[Texto de leitura]:
· · · ·
Outras iniciativas poderiam ser tomadas pelos eleitos em Assembleias de Freguesia (AF) no sentido de as tornar mais eficientes e participadas:

  1. todas as datas, locais e horas das AF sejam calendarizadas no início do ano, tornando-as previsíveis e facilitando assim a sua divulgação.
  2. limitar ao mínimo indispensável as moções de índole nacional ou geral que extravasam as competências de uma Junta de Freguesia.
  3. e, no caso particular de Lisboa, onde a transferência de competências de 2016 dotou as juntas de competências e orçamentos comparáveis aos de algumas câmaras municipais, ​se promova uma alteração legislativa (via partidos representados na AF e no Parlamento) por forma a que as AF se realizem numa maior frequência que a actual (três meses) para que a hora de encerramento (geralmente pelas 24h) as torne mais acessíveis à maioria dos cidadãos e assim se permita um maior e mais intenso escrutínio do mandato por parte dos eleitos da AF.

Não pode haver Democracia de qualidade sem Democracia Local de qualidade. Importa assim, portanto, dinamizar e credibilizar esta forma (rara) de participação dos cidadãos na primeira e mais próxima instância de democracia: as Assembleias das Juntas de Freguesia deste país.
· · · ·
[O que fazer]:
Responda, por favor, a estas perguntas sobre o texto acerca das Assembleias de Freguesia:
1. Em que altura do ano devem ser calendarizadas as datas, locais e horas das AF?
2. Em que ano ocorreu a transferência de competências referida no caso de Lisboa?
3. Qual é a frequência atual das AF indicada no texto?

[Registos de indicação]
· · · ·
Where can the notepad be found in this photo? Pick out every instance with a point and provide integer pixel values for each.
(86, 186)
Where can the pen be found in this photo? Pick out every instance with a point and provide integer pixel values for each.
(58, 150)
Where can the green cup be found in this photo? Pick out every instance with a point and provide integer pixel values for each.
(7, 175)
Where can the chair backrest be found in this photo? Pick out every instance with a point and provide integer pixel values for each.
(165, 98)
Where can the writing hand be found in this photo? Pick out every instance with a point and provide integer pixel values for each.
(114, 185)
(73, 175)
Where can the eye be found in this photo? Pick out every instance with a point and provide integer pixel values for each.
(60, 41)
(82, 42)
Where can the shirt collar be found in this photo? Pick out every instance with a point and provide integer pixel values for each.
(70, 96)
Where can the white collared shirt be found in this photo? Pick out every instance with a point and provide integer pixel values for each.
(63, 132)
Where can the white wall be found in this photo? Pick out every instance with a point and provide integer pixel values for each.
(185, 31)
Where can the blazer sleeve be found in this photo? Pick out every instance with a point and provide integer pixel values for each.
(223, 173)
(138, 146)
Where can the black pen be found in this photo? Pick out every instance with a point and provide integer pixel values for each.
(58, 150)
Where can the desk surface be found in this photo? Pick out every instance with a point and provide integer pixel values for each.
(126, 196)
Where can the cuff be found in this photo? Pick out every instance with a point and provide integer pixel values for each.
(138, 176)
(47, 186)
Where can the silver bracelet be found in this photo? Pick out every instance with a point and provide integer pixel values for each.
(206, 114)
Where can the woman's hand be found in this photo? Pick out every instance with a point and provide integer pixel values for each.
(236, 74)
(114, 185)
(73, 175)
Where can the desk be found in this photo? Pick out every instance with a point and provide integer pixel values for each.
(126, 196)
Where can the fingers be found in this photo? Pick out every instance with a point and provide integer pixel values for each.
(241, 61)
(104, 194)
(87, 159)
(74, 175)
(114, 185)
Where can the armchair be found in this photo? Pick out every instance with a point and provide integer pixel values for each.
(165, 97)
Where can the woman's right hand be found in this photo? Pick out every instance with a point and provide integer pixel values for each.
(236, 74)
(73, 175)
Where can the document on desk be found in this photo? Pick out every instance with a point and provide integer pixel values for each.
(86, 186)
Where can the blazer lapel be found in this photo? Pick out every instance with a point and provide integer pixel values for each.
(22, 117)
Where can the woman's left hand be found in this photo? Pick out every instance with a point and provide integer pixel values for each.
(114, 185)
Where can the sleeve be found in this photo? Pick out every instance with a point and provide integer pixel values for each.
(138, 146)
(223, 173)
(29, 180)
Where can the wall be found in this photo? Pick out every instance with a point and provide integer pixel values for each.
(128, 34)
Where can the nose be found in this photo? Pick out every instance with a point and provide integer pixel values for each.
· · · ·
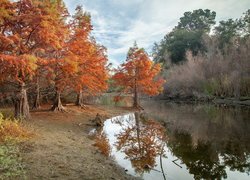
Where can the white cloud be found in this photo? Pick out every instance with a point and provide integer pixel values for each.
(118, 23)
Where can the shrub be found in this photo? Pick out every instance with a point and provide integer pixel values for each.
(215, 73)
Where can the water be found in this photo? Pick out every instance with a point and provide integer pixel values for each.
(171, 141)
· · · ·
[Resposta]:
1. No início do ano.
2. Em 2016.
3. De três em três meses.